=== DIRECTION ===
Locate the line containing "of the bare" in the material below; repeat it and every line after it, exactly as written.

=== DATA LISTING ===
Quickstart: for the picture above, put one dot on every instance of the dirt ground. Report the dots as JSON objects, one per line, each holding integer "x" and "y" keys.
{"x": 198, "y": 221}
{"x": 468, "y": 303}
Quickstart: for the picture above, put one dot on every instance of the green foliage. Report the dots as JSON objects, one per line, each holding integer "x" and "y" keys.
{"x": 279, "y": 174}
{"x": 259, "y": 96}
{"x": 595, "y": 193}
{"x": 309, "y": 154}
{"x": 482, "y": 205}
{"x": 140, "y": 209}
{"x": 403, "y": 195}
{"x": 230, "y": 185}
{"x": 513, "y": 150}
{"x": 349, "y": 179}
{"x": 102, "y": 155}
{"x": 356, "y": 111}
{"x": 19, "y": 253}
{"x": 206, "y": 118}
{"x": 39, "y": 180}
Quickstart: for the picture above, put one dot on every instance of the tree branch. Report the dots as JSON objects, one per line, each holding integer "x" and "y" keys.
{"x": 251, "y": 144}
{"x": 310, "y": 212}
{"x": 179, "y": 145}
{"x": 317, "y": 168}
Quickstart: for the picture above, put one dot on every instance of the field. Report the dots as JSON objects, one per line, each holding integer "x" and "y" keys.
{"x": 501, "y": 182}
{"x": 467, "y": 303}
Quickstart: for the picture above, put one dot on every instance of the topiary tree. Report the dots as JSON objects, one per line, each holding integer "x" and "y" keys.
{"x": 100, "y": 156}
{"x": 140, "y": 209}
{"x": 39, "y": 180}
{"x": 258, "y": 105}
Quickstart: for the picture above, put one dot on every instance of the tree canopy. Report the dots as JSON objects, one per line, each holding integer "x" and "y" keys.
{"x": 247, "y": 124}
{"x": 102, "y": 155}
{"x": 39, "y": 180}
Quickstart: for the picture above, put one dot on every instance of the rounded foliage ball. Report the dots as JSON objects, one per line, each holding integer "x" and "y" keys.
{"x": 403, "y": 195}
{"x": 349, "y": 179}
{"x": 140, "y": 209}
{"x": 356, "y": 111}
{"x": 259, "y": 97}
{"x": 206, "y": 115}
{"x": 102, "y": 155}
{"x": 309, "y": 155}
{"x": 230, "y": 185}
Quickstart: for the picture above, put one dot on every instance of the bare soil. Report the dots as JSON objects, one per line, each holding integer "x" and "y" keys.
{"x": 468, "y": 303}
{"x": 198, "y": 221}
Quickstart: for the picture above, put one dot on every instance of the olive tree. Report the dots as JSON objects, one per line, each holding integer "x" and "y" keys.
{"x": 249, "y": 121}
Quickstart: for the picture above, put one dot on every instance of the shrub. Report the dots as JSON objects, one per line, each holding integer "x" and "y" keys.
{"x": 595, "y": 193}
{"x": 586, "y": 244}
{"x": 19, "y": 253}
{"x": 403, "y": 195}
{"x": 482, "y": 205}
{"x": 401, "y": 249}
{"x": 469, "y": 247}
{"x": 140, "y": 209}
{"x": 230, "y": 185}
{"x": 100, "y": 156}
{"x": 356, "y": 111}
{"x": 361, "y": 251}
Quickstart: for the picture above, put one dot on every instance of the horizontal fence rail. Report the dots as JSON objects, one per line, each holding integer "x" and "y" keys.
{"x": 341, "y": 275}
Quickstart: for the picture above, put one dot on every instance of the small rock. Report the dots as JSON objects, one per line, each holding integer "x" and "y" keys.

=== WORKED SOLUTION ===
Quickstart: for the picture above, put one dot on every instance of the bare soil. Report the dots as JSON objects, one per line, each holding integer "x" and "y" keys.
{"x": 468, "y": 303}
{"x": 198, "y": 221}
Quickstart: for the picture above, put one dot on every instance of the olive tree. Report the dots as JSON objects, one per line, each holding integer "x" and "y" keys.
{"x": 249, "y": 121}
Quickstart: for the picture above, put one dot on every instance of the shrub. Report the dots as JSON objects, one per line, each holding integer "x" and "y" keys.
{"x": 595, "y": 193}
{"x": 586, "y": 244}
{"x": 19, "y": 253}
{"x": 403, "y": 195}
{"x": 482, "y": 205}
{"x": 401, "y": 249}
{"x": 469, "y": 247}
{"x": 140, "y": 209}
{"x": 230, "y": 185}
{"x": 100, "y": 156}
{"x": 356, "y": 111}
{"x": 361, "y": 251}
Quickstart: for the picture above, put one dot on every instance of the horizontal fence rail. Report the dots as JSON objects, one per line, each holding integer "x" and "y" keys.
{"x": 341, "y": 275}
Quickstart: for the picture above, put one dot on every instance of the small rock. Report the dots as JSON objects, one per line, each holding integer "x" and "y" keys.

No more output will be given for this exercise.